## Exercise goal:
Beginning with the line where "Could you please locate the red" appears, please restate each line of the records below word for word until the last one, inclusive, and nothing else.

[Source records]
↓

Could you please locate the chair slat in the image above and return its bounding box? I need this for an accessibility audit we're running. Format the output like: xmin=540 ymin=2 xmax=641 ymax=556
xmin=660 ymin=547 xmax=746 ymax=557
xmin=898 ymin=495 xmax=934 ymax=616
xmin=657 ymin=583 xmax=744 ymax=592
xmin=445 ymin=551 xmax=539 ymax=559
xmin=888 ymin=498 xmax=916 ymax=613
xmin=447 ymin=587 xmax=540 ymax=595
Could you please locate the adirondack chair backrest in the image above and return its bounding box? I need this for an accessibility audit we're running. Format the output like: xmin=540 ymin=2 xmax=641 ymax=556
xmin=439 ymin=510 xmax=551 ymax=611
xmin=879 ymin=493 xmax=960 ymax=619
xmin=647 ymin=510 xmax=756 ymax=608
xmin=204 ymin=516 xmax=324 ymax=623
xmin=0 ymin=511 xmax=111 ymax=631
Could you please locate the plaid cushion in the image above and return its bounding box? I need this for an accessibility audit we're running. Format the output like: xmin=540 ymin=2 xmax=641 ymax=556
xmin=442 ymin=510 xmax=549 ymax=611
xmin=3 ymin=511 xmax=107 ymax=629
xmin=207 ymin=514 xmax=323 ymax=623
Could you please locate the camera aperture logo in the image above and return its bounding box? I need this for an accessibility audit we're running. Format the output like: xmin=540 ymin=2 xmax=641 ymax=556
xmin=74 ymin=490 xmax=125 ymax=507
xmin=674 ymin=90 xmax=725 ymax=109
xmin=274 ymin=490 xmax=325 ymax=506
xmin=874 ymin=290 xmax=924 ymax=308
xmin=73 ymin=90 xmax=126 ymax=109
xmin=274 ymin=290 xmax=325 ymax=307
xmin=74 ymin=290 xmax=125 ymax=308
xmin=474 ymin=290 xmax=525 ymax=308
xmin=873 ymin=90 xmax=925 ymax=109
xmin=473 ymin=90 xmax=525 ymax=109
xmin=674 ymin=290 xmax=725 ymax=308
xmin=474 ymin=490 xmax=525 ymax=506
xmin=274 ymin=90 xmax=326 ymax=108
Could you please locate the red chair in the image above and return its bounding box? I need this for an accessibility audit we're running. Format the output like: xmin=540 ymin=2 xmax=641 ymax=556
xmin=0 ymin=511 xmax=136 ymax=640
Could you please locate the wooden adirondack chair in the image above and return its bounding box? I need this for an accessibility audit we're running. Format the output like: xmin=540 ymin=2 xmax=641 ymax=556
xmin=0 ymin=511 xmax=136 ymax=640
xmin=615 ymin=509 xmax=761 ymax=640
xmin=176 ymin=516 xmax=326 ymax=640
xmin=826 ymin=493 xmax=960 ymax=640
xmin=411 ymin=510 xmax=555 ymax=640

↑

## Expected answer:
Could you please locate the red chair in the image above and return its bounding box? I need this for an accessibility audit we're running. Format the output like: xmin=540 ymin=2 xmax=641 ymax=556
xmin=0 ymin=511 xmax=136 ymax=640
Could you please locate the wooden adirondack chair in the image above and return its bounding box? I need this for an accessibility audit we're running. Format the output like: xmin=540 ymin=2 xmax=641 ymax=556
xmin=0 ymin=511 xmax=136 ymax=640
xmin=615 ymin=509 xmax=761 ymax=640
xmin=176 ymin=516 xmax=326 ymax=640
xmin=826 ymin=493 xmax=960 ymax=640
xmin=411 ymin=510 xmax=555 ymax=640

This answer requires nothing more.